SUPPLIED ENTRIES:
"""
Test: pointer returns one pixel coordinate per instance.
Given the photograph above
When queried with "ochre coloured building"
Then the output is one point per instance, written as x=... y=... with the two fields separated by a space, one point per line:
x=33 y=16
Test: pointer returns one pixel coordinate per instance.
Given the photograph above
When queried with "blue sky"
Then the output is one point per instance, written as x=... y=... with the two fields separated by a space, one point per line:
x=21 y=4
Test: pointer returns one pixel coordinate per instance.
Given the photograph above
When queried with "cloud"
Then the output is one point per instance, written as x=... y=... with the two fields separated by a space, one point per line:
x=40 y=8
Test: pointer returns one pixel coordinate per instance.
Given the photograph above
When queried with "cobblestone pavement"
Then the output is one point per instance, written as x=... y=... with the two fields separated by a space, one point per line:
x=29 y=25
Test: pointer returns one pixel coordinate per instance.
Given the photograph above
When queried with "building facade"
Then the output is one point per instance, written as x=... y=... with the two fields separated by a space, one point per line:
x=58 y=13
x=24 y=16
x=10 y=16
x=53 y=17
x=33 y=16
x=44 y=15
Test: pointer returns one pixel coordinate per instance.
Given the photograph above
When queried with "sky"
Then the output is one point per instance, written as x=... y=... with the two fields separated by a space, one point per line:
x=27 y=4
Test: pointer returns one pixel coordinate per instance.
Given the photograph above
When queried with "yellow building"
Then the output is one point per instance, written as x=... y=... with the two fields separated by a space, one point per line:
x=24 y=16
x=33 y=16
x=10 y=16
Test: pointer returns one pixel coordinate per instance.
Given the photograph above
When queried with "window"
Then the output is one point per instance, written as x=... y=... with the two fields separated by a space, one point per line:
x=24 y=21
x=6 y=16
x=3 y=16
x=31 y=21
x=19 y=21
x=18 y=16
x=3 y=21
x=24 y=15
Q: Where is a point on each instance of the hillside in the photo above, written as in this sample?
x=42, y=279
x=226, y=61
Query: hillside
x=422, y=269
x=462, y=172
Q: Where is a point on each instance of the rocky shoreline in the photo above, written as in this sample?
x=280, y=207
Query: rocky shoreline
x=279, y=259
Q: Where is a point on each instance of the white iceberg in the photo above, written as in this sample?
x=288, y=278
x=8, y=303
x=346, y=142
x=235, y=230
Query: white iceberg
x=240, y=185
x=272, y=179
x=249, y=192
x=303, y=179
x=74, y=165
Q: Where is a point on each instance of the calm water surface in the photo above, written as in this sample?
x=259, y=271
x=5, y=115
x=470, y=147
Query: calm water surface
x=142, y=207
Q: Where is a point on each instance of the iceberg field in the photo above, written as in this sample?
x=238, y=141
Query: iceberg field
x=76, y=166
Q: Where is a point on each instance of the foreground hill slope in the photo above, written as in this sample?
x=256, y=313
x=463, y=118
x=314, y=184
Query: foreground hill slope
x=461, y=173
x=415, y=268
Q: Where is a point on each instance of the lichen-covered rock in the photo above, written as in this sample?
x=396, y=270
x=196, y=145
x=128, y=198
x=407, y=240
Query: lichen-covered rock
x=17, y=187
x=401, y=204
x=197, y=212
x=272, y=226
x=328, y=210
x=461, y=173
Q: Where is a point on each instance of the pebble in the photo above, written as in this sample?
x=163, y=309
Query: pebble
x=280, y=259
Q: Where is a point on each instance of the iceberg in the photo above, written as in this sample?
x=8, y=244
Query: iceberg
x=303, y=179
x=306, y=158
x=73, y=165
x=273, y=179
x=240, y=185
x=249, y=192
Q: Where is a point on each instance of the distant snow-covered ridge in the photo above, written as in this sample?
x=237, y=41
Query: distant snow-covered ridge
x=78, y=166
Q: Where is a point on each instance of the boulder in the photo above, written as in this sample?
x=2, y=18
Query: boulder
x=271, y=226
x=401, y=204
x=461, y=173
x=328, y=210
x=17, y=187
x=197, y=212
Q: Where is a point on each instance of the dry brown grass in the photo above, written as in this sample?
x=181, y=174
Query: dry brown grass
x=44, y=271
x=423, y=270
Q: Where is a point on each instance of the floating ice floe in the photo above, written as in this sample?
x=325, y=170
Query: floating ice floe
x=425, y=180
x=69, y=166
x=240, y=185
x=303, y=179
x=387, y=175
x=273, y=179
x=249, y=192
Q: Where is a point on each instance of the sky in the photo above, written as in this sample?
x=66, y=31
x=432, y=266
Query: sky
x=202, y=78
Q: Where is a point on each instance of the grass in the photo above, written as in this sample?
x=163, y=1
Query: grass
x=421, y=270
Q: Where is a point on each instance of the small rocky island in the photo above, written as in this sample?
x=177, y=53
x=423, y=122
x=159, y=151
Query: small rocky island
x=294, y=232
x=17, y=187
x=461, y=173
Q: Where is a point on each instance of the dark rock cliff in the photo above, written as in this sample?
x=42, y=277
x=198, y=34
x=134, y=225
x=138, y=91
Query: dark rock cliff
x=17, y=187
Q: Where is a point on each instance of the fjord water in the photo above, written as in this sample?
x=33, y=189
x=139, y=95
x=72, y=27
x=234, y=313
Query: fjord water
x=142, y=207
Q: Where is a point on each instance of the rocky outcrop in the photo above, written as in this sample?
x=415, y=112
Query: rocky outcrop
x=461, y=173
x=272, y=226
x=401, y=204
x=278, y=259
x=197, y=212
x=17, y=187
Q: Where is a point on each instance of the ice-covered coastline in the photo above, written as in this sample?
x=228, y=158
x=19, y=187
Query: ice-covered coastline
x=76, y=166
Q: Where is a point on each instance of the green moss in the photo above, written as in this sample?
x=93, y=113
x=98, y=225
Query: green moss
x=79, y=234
"""
REQUIRED ACTION:
Say how many lines in the entries above contain the string "building". Give the number by itself.

ANSWER FOR THIS EXERCISE:
3